⟨

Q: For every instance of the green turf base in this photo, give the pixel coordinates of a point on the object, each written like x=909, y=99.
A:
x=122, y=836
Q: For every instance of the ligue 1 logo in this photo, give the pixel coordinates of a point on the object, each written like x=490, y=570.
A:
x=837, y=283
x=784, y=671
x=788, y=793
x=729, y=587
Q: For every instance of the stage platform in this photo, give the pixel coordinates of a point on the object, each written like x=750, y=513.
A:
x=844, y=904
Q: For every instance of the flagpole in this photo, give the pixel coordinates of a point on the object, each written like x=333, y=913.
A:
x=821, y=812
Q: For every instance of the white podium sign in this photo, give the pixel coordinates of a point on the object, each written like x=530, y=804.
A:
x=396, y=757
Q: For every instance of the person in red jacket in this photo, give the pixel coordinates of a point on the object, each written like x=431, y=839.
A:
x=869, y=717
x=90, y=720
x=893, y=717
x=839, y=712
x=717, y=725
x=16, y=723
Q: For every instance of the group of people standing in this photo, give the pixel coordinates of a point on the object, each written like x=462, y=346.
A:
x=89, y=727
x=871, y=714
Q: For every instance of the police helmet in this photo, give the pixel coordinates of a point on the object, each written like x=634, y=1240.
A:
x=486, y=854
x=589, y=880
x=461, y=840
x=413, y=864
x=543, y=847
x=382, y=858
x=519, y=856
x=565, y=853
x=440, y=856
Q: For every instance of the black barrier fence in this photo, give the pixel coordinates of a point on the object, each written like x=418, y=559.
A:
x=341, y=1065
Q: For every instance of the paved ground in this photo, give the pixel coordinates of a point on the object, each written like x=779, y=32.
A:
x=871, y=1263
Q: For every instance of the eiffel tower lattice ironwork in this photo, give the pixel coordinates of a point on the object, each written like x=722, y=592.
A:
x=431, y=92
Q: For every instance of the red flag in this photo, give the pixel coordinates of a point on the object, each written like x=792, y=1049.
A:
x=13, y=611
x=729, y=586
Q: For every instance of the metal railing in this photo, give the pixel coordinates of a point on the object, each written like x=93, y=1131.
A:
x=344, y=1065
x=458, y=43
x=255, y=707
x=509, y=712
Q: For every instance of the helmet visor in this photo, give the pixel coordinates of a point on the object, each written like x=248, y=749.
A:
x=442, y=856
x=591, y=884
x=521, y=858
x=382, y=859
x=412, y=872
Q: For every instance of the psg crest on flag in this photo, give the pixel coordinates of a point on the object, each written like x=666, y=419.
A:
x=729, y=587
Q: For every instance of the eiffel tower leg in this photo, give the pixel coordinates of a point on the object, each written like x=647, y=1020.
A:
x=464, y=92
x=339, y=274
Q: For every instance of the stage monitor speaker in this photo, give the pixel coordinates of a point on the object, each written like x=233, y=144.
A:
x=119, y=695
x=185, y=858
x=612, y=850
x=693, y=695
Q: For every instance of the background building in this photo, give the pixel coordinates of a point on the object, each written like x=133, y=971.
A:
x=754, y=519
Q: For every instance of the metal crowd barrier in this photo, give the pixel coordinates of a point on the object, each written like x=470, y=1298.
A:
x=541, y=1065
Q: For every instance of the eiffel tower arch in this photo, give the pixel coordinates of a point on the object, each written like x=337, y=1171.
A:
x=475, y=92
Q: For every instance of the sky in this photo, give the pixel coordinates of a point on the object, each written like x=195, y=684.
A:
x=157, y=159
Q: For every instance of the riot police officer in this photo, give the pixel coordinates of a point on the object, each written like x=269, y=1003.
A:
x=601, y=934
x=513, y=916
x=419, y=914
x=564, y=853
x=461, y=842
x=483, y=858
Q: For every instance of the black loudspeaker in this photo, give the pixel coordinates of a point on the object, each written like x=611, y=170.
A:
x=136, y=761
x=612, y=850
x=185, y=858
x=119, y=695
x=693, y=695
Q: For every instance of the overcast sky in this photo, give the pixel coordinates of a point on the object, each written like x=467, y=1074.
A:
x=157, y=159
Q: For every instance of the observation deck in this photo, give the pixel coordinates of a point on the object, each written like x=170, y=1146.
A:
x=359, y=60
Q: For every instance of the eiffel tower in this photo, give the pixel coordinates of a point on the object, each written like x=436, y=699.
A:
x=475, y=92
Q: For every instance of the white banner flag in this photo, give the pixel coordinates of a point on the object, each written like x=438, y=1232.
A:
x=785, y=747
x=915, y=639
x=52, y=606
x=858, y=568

⟩

## PROBLEM DETAILS
On how many lines of the listing does the string "tower" occur? Give the number by itself.

## YOUR SOLUTION
4